Work to complete >>
Find all lines in the records that include the word "instance", and copy them out.

[Input for this task Boundary: Start]

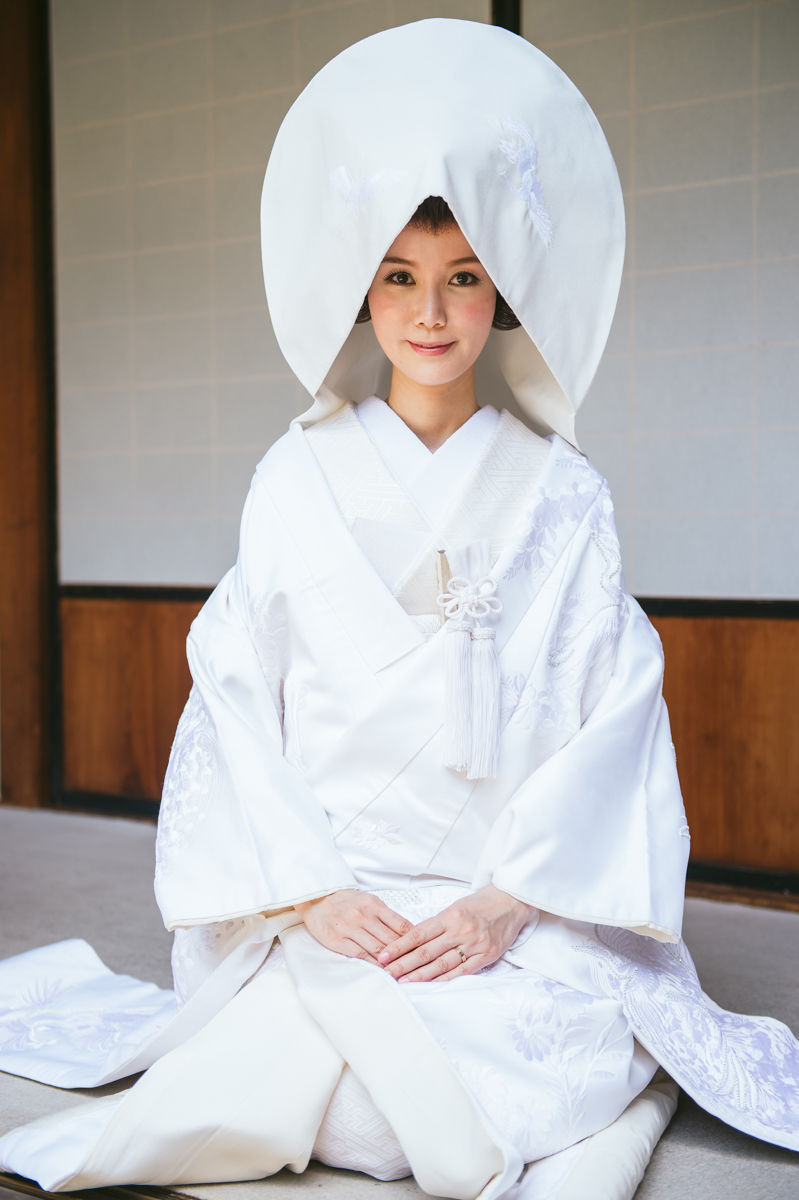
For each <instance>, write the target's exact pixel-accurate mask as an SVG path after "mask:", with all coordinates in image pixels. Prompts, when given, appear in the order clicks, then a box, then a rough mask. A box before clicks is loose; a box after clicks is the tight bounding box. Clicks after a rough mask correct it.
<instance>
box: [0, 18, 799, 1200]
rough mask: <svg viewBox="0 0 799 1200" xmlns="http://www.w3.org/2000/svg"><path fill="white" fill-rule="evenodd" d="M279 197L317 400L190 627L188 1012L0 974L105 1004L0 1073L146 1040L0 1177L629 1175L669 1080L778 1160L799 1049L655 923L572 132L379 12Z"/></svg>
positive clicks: (293, 338)
mask: <svg viewBox="0 0 799 1200" xmlns="http://www.w3.org/2000/svg"><path fill="white" fill-rule="evenodd" d="M262 228H263V253H264V275H265V282H266V293H268V298H269V304H270V312H271V317H272V324H274V328H275V332H276V336H277V338H278V342H280V344H281V348H282V350H283V353H284V355H286V358H287V360H288V361H289V364H290V366H292V368H293V370H294V372H295V373H296V376H298V377H299V379H300V380H301V382H302V384H304V385H305V386H306V388H307V390H308V392H310V394H311V395H312V396H313V404H312V407H311V408H310V409H308V412H307V413H305V414H304V416H301V418H299V420H298V421H296V422H294V427H293V428H292V430H290V431H289V432H288V433H287V434H286V437H284V438H282V439H281V440H280V442H278V443H277V444H276V445H275V446H274V448H272V449H271V450H270V451H269V454H268V455H266V457H265V458H264V461H263V462H262V463H260V464H259V467H258V469H257V472H256V475H254V479H253V484H252V488H251V492H250V496H248V499H247V503H246V505H245V511H244V517H242V523H241V540H240V550H239V558H238V562H236V565H235V568H234V569H233V570H232V571H229V572H228V575H227V576H226V577H224V578H223V580H222V582H221V583H220V584H218V587H217V589H216V590H215V593H214V595H212V596H211V599H210V600H209V601H208V604H206V605H205V607H204V610H203V612H202V613H200V616H199V617H198V618H197V620H196V622H194V624H193V626H192V631H191V635H190V638H188V659H190V665H191V670H192V676H193V680H194V685H193V689H192V694H191V697H190V700H188V703H187V707H186V710H185V713H184V715H182V718H181V721H180V725H179V728H178V733H176V737H175V743H174V746H173V752H172V758H170V763H169V769H168V774H167V781H166V785H164V794H163V803H162V811H161V820H160V829H158V844H157V869H156V894H157V898H158V902H160V906H161V910H162V913H163V918H164V922H166V924H167V926H168V928H169V929H172V930H174V931H175V943H174V953H173V966H174V977H175V995H176V1000H178V1003H179V1006H180V1007H179V1009H178V1010H176V1012H175V1008H174V1003H173V1001H172V996H170V995H168V996H164V995H163V994H157V995H156V994H155V992H156V990H155V989H150V990H148V989H146V985H138V986H139V988H144V989H145V990H144V991H143V992H140V994H139V992H136V996H137V997H138V1000H137V998H131V997H132V996H133V994H132V992H131V994H130V996H128V992H126V991H125V989H128V991H130V988H131V980H118V977H113V976H110V974H109V972H106V971H104V968H103V967H102V964H100V962H98V960H96V958H95V956H92V952H91V950H90V949H89V948H88V947H85V946H84V947H83V948H82V943H73V942H70V943H62V947H61V948H59V947H54V948H46V949H47V953H44V952H41V950H40V952H32V953H31V954H29V955H20V956H18V959H16V960H10V961H8V962H7V964H5V965H4V966H2V967H0V988H1V989H2V990H4V991H5V994H6V995H8V994H11V992H13V986H17V984H14V983H13V980H17V982H18V983H19V985H20V986H22V982H24V980H26V982H28V983H30V982H31V979H36V980H37V982H41V983H42V984H43V985H46V986H47V985H53V984H54V980H55V984H54V985H55V992H54V995H55V994H59V995H60V994H61V992H64V995H66V994H67V992H68V994H70V995H72V994H73V991H70V989H73V990H74V989H76V988H77V989H82V992H80V995H82V997H83V1000H82V1003H83V1006H84V1009H83V1012H84V1013H85V1012H88V1010H90V1009H91V1002H92V996H94V997H95V1004H96V1008H97V1009H103V1012H104V1014H106V1015H104V1018H103V1019H104V1020H106V1021H107V1024H108V1022H109V1027H110V1028H113V1030H116V1034H115V1036H114V1037H110V1038H109V1039H106V1040H104V1042H103V1040H102V1039H96V1042H95V1043H94V1050H90V1049H84V1050H83V1051H80V1052H79V1054H78V1052H77V1051H76V1049H74V1045H76V1042H74V1038H73V1039H72V1042H71V1040H70V1027H68V1021H66V1022H65V1021H61V1025H59V1024H58V1021H55V1020H53V1021H52V1026H50V1028H52V1030H53V1031H55V1033H54V1036H53V1038H50V1040H49V1042H48V1043H47V1045H46V1046H44V1049H42V1040H41V1039H40V1043H36V1040H35V1039H34V1038H26V1037H25V1036H23V1037H19V1038H17V1040H16V1042H14V1043H13V1045H11V1043H6V1042H4V1038H2V1028H4V1026H2V1021H1V1020H0V1048H2V1050H1V1052H0V1067H2V1068H4V1069H6V1070H13V1072H16V1073H17V1074H28V1075H31V1076H32V1078H37V1079H42V1080H44V1081H49V1082H60V1084H61V1086H65V1085H72V1086H77V1082H78V1081H82V1086H88V1084H92V1085H96V1084H100V1082H106V1081H108V1080H112V1079H120V1078H125V1076H126V1075H128V1074H132V1073H133V1072H137V1070H142V1069H144V1068H149V1069H146V1070H145V1074H144V1075H143V1076H142V1078H140V1079H139V1080H138V1081H137V1082H136V1084H134V1086H133V1087H132V1088H131V1090H130V1091H127V1092H122V1093H119V1094H116V1096H114V1097H110V1098H106V1099H103V1100H95V1102H90V1103H89V1104H86V1105H82V1106H79V1108H77V1109H76V1108H72V1109H70V1110H68V1111H67V1112H65V1114H61V1115H58V1116H55V1117H49V1118H46V1120H44V1121H40V1122H35V1123H34V1124H31V1126H25V1127H23V1128H20V1129H17V1130H13V1132H12V1133H11V1134H8V1135H6V1138H4V1139H1V1140H0V1164H1V1165H2V1166H4V1168H5V1169H6V1170H10V1171H16V1172H18V1174H20V1175H24V1176H28V1177H32V1178H36V1180H38V1182H40V1183H41V1186H42V1187H44V1188H48V1189H49V1190H64V1189H77V1188H90V1187H100V1186H108V1184H131V1183H139V1184H144V1183H149V1184H187V1183H197V1182H203V1181H205V1182H209V1181H223V1180H250V1178H262V1177H264V1176H266V1175H270V1174H272V1172H276V1171H278V1170H281V1169H282V1168H283V1166H289V1168H290V1169H292V1170H294V1171H302V1170H305V1168H306V1165H307V1163H308V1160H310V1158H311V1157H314V1158H317V1159H319V1160H322V1162H323V1163H328V1164H330V1165H334V1166H346V1168H350V1169H354V1170H362V1171H367V1172H370V1174H372V1175H373V1176H376V1177H377V1178H383V1180H386V1178H398V1177H402V1176H405V1175H409V1174H411V1172H413V1174H414V1176H415V1177H416V1181H417V1182H419V1184H420V1187H421V1188H422V1189H423V1190H426V1192H428V1193H431V1194H433V1195H443V1196H457V1198H464V1200H467V1198H468V1200H470V1198H476V1196H481V1198H482V1200H493V1198H498V1196H500V1195H506V1194H512V1195H519V1196H521V1195H523V1196H527V1198H529V1200H534V1198H543V1196H548V1195H555V1194H560V1192H559V1189H560V1186H561V1184H563V1186H565V1182H564V1181H569V1187H570V1189H571V1190H570V1193H569V1194H573V1195H581V1196H590V1195H591V1194H594V1189H595V1181H596V1178H597V1177H599V1176H600V1175H601V1177H602V1178H603V1180H605V1186H606V1187H607V1188H611V1187H612V1188H613V1189H614V1190H603V1192H602V1193H601V1194H602V1195H606V1194H607V1195H611V1194H612V1195H614V1196H619V1198H629V1196H631V1195H632V1192H633V1190H635V1188H636V1187H637V1183H638V1181H639V1178H641V1176H642V1174H643V1170H644V1168H645V1164H647V1162H648V1159H649V1156H650V1153H651V1150H653V1147H654V1145H655V1144H656V1141H657V1138H659V1136H660V1134H661V1133H662V1129H663V1128H665V1126H666V1124H667V1122H668V1120H669V1117H671V1115H672V1112H673V1109H674V1104H675V1094H677V1087H675V1085H674V1082H672V1080H671V1079H669V1078H668V1076H666V1075H665V1074H663V1072H662V1070H659V1067H663V1068H666V1070H667V1072H668V1073H669V1075H671V1076H672V1078H673V1079H674V1080H677V1081H678V1082H679V1084H680V1085H681V1086H683V1087H685V1088H686V1090H687V1091H689V1092H691V1094H692V1096H693V1097H695V1098H696V1099H697V1100H698V1102H699V1103H701V1104H703V1105H704V1106H705V1108H707V1109H708V1110H709V1111H711V1112H714V1114H716V1115H717V1116H720V1117H722V1118H723V1120H726V1121H728V1122H729V1123H732V1124H734V1126H737V1127H738V1128H740V1129H744V1130H746V1132H749V1133H752V1134H755V1135H756V1136H761V1138H764V1139H767V1140H770V1141H775V1142H777V1144H780V1145H785V1146H791V1147H792V1148H799V1093H798V1090H797V1085H798V1082H799V1052H798V1050H799V1048H798V1046H797V1043H795V1042H794V1039H793V1037H792V1036H791V1033H789V1032H788V1031H787V1030H786V1028H785V1026H780V1025H779V1024H777V1022H775V1021H771V1020H768V1019H757V1018H739V1016H735V1015H732V1014H728V1013H725V1012H723V1010H721V1009H719V1008H717V1007H716V1006H715V1004H714V1003H713V1002H711V1001H710V1000H708V997H705V996H704V995H703V992H702V990H701V988H699V984H698V980H697V979H696V973H695V971H693V967H692V964H691V959H690V955H689V954H687V950H686V948H685V946H684V943H683V942H681V941H680V923H681V910H683V894H684V877H685V865H686V860H687V850H689V840H687V827H686V823H685V814H684V810H683V804H681V799H680V792H679V784H678V779H677V770H675V764H674V756H673V748H672V745H671V737H669V731H668V719H667V714H666V709H665V706H663V702H662V696H661V680H662V653H661V648H660V643H659V640H657V636H656V634H655V632H654V630H653V629H651V626H650V624H649V622H648V620H647V618H645V616H644V614H643V612H642V611H641V608H639V606H638V605H637V604H636V601H635V600H633V599H632V598H631V596H629V595H627V594H626V593H625V590H624V582H623V576H621V566H620V556H619V546H618V540H617V535H615V528H614V523H613V508H612V503H611V497H609V493H608V488H607V485H606V482H605V480H602V478H601V476H600V475H599V474H597V473H596V472H595V469H594V468H593V467H591V466H590V463H589V462H588V461H587V460H585V458H584V456H583V455H582V454H581V452H579V449H578V448H577V440H576V436H575V412H576V409H577V407H578V404H579V402H581V401H582V398H583V396H584V394H585V391H587V389H588V386H589V384H590V380H591V378H593V376H594V372H595V370H596V366H597V362H599V360H600V356H601V354H602V349H603V346H605V342H606V338H607V334H608V330H609V325H611V320H612V317H613V311H614V306H615V299H617V294H618V288H619V281H620V275H621V264H623V254H624V216H623V203H621V194H620V188H619V182H618V176H617V173H615V168H614V164H613V160H612V157H611V154H609V150H608V148H607V144H606V142H605V138H603V136H602V132H601V130H600V126H599V124H597V121H596V119H595V118H594V115H593V113H591V112H590V109H589V108H588V106H587V104H585V101H584V100H583V98H582V96H581V95H579V94H578V92H577V90H576V89H575V88H573V85H572V84H571V83H570V82H569V80H567V79H566V78H565V76H564V74H563V73H561V72H560V71H559V70H558V67H555V66H554V65H553V64H552V62H551V61H549V60H548V59H546V58H545V55H542V54H541V53H540V52H537V50H535V49H534V48H533V47H531V46H529V44H528V43H525V42H523V41H522V40H521V38H517V37H515V36H513V35H510V34H506V32H505V31H503V30H498V29H492V28H487V26H482V25H477V24H471V23H467V22H451V20H429V22H421V23H419V24H413V25H407V26H403V28H401V29H395V30H391V31H388V32H384V34H379V35H377V36H376V37H371V38H368V40H367V41H365V42H361V43H359V44H358V46H354V47H352V48H350V49H349V50H347V52H344V53H343V54H341V55H340V56H338V58H337V59H335V60H334V61H332V62H330V64H329V65H328V66H326V67H325V68H324V70H323V71H322V72H320V73H319V74H318V76H317V77H316V79H313V80H312V83H311V84H310V85H308V88H307V89H306V90H305V92H304V94H302V95H301V96H300V98H299V100H298V101H296V103H295V104H294V107H293V108H292V110H290V112H289V114H288V116H287V118H286V121H284V122H283V126H282V128H281V131H280V133H278V137H277V140H276V143H275V148H274V151H272V156H271V160H270V164H269V168H268V172H266V180H265V185H264V197H263V209H262ZM519 418H523V420H519ZM4 970H5V971H6V974H5V977H4V974H2V972H4ZM4 978H5V980H6V983H5V985H4ZM8 980H12V983H8ZM59 989H61V992H59ZM126 996H128V998H127V1000H126V998H125V997H126ZM109 1014H110V1015H109ZM37 1019H38V1021H40V1028H41V1027H42V1024H41V1022H42V1021H46V1020H47V1014H43V1013H41V1012H40V1013H38V1016H37ZM83 1019H84V1020H85V1019H86V1018H85V1015H84V1018H83ZM25 1020H28V1018H25ZM31 1020H32V1019H31ZM114 1022H116V1024H114ZM23 1024H24V1022H23ZM53 1046H55V1049H53ZM525 1164H533V1165H530V1166H527V1168H525ZM519 1181H521V1182H519Z"/></svg>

[Input for this task Boundary: End]

Answer section >>
For each <instance>, write the target's exact pixel-accurate mask as an SVG path after "mask:", with all coordinates in image pixels. Prompts, when given, appear in the order clicks, then a box, then a rough mask. A box before clicks is loose; a box after clicks is the tight bounding box. Clicks after a rough mask correct it.
<instance>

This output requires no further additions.